§ BRANO DA LEGGERE
━━━━━━

# Forum Argomenti di discussione Contabilità, bilancio e operazioni straordinarie  imposta di bollo su c/C B7 o B14

## carlorosati

Salve, 
mi sorge un dubbio!
L'imposta di bollo su c/c potrebbe essere registrata utilizzando il conto servizi Bancari (macro B7) anzichè la classica imposta di bollo che si trova tra "gli oneri diversi di gestione"? 
Inoltre, l'imputazione nel gennaio 2012 delle competenze/ interessi ed imposta di bollo del IV trim.2011 darà luogo ad una sopravvenienza passiva indeducibile, giusto?
Grazie

----------


## Alexao8512

1.Gli oneri bancari, le commissioni bancarie, l'imposta di bollo e quant'altro riguardante la tenuta del conto corrente, possono essere registrati in un conto di costo "globale" (esempio "oneri bancari") o dettagliato (in più conti di costo accessi specificatamente alla tipologia di spesa: esempio "commissioni bancarie", "bolli su c/c bancario", ecc...).
Direi che è corretto imputare il costo sia tra gli oneri diversi di gestione - B.14 - come "valori bollati" (secondo caso) e sia tra i servizi - B.7 - (primo caso). Infatti, nelle spese per servizi vanno rilevati in generale anche tutti i costi diversi da interessi e sconti passivi, commissioni passive su finanziamenti e spese bancarie ad essi accessorie.
2.Sopravvenienza passiva indeducibile per difetto del requisito della competenza.
ciao

----------


## marcella

[2.Sopravvenienza passiva indeducibile per difetto del requisito della competenza.[/QUOTE]  
Scusa percchè  consideri una sopravvenienza? :Confused: 
generalmente l'importo delle competenze (interessi passivi/attivi e commissioni) è indicato nell'estratto conto del IV trimestre quindi ne conosci esattamente l'importo poi   qualche banca le addebita l'anno successivo, ma è solo un movimento finanziario
Io le ho sempre considerate di competenza e deducibili

----------


## Alexao8512

Io in contabilità mi comporto così:
1. Gli interessi attivi o passivi sui conti correnti bancari vengono liquidati al 31/12 di ciascun periodo amministrativo, ma la manifestazione numeraria ha luogo nel successivo periodo amministrativo. In contabilità al 31/12 registro (una volta che mi è arrivato l'estratto conto del IV trimestre): 
D Banche c/interessi attivi da liquidare  
D Erario c/ritenute subite
A Interessi attivi  
D Interessi passivi su c/c
A Banche c/interessi passivi da liquidare 
Gli interessi attivi sono di competenza dell'esercizio in chiusura, in quanto rappresentano la remunerazione di un investimento che è stato fatto nel periodo amministrativo che si conclude all'epoca del bilancio. Gli interessi passivi sono di competenza poichè rappresentano il costo di utilizzazione del fattore produttivo "capitale di credito" impiegato nel corso dell'esercizio in chiusura.

━━━━━━

Cita dalla discussione sull'imposta di bollo riportata sopra il passo che va da "## carlorosati" fino a "passiva indeducibile, giusto?" compreso.

§ DATI FORNITI
━━━━━━

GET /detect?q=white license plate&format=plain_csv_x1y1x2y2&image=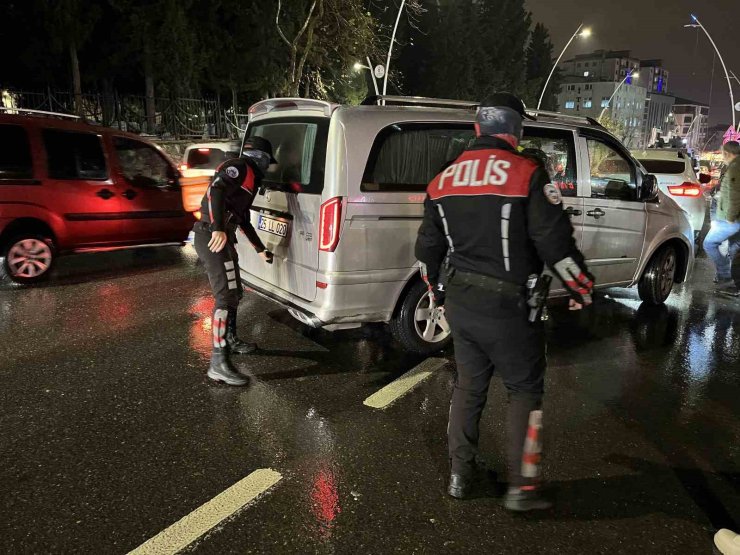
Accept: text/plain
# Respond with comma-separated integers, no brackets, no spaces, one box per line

258,215,288,237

━━━━━━

§ RISPOSTA
## carlorosati

Salve, 
mi sorge un dubbio!
L'imposta di bollo su c/c potrebbe essere registrata utilizzando il conto servizi Bancari (macro B7) anzichè la classica imposta di bollo che si trova tra "gli oneri diversi di gestione"? 
Inoltre, l'imputazione nel gennaio 2012 delle competenze/ interessi ed imposta di bollo del IV trim.2011 darà luogo ad una sopravvenienza passiva indeducibile, giusto?